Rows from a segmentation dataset
----------------------------------------

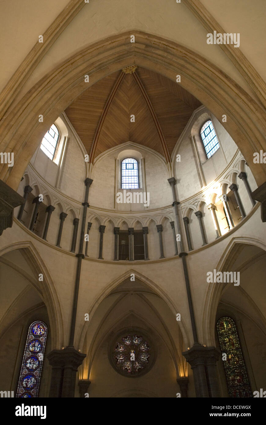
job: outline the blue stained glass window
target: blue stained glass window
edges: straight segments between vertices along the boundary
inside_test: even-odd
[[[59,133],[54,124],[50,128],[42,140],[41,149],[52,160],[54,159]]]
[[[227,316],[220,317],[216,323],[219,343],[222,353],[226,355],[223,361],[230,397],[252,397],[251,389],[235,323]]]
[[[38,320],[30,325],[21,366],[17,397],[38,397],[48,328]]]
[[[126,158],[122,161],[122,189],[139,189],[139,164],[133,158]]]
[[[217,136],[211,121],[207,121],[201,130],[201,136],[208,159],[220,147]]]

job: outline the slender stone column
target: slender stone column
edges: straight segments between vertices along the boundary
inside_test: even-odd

----------------------------------------

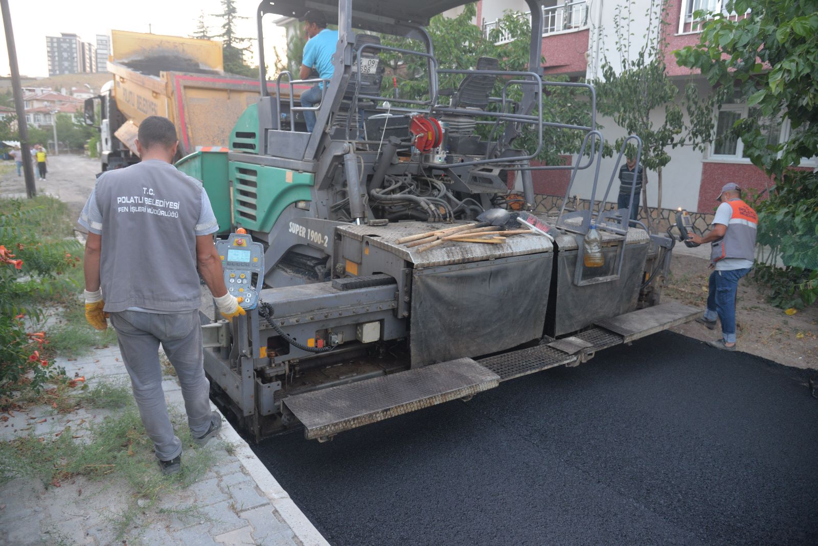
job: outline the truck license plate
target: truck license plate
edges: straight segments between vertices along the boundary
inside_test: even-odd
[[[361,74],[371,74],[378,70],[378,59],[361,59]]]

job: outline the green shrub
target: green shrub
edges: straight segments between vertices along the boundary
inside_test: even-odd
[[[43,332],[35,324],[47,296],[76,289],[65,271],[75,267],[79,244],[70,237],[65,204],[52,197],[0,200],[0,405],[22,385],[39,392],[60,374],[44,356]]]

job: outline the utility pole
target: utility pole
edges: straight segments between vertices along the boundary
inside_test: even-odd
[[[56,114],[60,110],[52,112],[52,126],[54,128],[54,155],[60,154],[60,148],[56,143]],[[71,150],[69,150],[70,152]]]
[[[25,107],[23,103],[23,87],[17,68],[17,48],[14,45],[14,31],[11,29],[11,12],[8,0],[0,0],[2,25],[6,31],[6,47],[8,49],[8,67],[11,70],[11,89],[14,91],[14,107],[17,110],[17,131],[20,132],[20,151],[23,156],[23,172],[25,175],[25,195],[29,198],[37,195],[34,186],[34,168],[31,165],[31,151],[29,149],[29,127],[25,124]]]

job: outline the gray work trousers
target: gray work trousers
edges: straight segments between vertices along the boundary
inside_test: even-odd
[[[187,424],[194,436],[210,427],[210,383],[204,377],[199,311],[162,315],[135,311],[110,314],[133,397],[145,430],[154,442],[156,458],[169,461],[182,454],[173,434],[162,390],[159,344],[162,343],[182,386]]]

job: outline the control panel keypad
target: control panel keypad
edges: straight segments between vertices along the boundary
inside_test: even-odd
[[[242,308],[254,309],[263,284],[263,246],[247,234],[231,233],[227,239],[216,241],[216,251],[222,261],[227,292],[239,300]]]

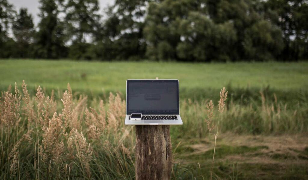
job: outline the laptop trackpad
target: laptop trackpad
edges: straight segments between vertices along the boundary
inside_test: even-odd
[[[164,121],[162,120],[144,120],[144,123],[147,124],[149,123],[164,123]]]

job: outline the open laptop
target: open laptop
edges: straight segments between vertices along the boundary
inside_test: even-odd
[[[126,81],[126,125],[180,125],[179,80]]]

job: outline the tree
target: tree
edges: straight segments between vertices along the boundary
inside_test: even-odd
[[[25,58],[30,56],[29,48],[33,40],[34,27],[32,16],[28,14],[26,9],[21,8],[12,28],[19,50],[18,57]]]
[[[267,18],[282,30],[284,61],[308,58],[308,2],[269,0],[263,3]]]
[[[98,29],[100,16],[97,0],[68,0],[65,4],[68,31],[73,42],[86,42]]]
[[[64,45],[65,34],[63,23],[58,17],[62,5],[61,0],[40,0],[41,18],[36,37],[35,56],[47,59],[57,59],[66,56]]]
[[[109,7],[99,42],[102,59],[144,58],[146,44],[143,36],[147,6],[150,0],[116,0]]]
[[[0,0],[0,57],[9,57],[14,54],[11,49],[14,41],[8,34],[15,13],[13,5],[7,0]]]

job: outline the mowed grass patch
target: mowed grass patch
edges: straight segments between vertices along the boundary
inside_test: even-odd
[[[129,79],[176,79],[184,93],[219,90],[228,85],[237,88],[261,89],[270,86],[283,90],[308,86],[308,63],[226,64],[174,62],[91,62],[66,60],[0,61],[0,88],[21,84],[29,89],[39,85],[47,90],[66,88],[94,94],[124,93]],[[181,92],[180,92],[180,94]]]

----------------------------------------

* **Your task**:
Copy out the data above word for word, from the line containing "job: outline the open laptop" through the line containing "[[[126,81],[126,125],[180,125],[179,80]]]", both included.

* **Worked solution**:
job: outline the open laptop
target: open laptop
edges: straight segments between vertices along the boundary
inside_test: even-odd
[[[126,81],[126,125],[180,125],[179,80]]]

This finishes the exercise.